▶ **Problem description**: Print the stretch from "Held Carnegie Posts" through "and community involvement." of the article on John W. Gardner, word for word.

▶ **Extracted text**:
John W. Gardner, one of the architects of the educational and other social programs enacted as part of the Great Society initiatives of the 1960s, died Feb. 16 at the age of 89. He had prostate cancer.
Mr. Gardner was President Lyndon B. Johnson’s secretary of health, education, and welfare from 1965 until 1968. He assisted the Johnson administration in winning congressional approval of legislation that still constitutes the framework for the federal role in aiding K-12 schools and helping students pay for college.
His department was also responsible for enforcing educational institutions’ compliance with the protections against racial and other discrimination established by the Civil Rights Act of 1964.
Mr. Gardner’s biggest accomplishment in education, according to one of his colleagues in the Johnson administration, was helping to ensure the passage of the Elementary and Secondary Education Act of 1965. That landmark law in the history of federal aid to education created the Title I program for disadvantaged students and instituted a variety of smaller programs.
“That piece of legislation has lasted all of these years and steadily gotten more money,” said Harold Howe II, the U.S. commissioner of education from 1965 through 1968. “It’s still there, and it’s done some useful things.”
In January, President Bush signed the latest revisions to the act.
Held Carnegie Posts
But education was only one section of Mr. Gardner’s portfolio in what was then the federal Department of Health, Education, and Welfare, Mr. Howe noted. Mr. Gardner was also instrumental in starting the Medicare program, for example.
From 1955 until his Cabinet appointment, Mr. Gardner simultaneously served as the president both of the Carnegie Corporation of New York, a foundation that helps support education and other social-policy areas, and the Carnegie Foundation for the Advancement of Teaching.
In 1970, Mr. Gardner founded Common Cause, a citizens’ advocacy organization that has pushed for such causes as campaign-finance changes and open-records laws. In 1977, he started Independent Sector, a Washington-based nonprofit organization that promotes volunteerism and community involvement.
For the past 10 years, Mr. Gardner was a professor of public service at Stanford University, his alma mater. He also taught in the university’s school of education.

▶ **Source data**:
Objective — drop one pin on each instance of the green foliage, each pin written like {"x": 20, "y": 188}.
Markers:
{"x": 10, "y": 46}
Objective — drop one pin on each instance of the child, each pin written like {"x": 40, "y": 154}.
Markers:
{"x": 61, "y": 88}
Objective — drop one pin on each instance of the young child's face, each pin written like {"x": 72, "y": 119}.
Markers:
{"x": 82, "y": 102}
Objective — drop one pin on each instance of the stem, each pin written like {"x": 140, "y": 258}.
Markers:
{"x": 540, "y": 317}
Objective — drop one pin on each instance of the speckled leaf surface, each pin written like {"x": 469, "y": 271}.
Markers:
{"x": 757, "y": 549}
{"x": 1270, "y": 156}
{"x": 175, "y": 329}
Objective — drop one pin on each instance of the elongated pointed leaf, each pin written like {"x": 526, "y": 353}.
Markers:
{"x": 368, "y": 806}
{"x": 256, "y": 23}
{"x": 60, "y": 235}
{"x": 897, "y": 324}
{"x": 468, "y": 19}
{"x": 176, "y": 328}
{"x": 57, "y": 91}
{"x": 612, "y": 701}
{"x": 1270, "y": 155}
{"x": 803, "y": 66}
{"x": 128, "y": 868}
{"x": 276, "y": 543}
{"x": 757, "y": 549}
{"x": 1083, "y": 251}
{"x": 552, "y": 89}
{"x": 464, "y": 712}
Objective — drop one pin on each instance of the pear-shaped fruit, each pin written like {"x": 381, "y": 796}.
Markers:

▶ **Finished task**:
Held Carnegie Posts
But education was only one section of Mr. Gardner’s portfolio in what was then the federal Department of Health, Education, and Welfare, Mr. Howe noted. Mr. Gardner was also instrumental in starting the Medicare program, for example.
From 1955 until his Cabinet appointment, Mr. Gardner simultaneously served as the president both of the Carnegie Corporation of New York, a foundation that helps support education and other social-policy areas, and the Carnegie Foundation for the Advancement of Teaching.
In 1970, Mr. Gardner founded Common Cause, a citizens’ advocacy organization that has pushed for such causes as campaign-finance changes and open-records laws. In 1977, he started Independent Sector, a Washington-based nonprofit organization that promotes volunteerism and community involvement.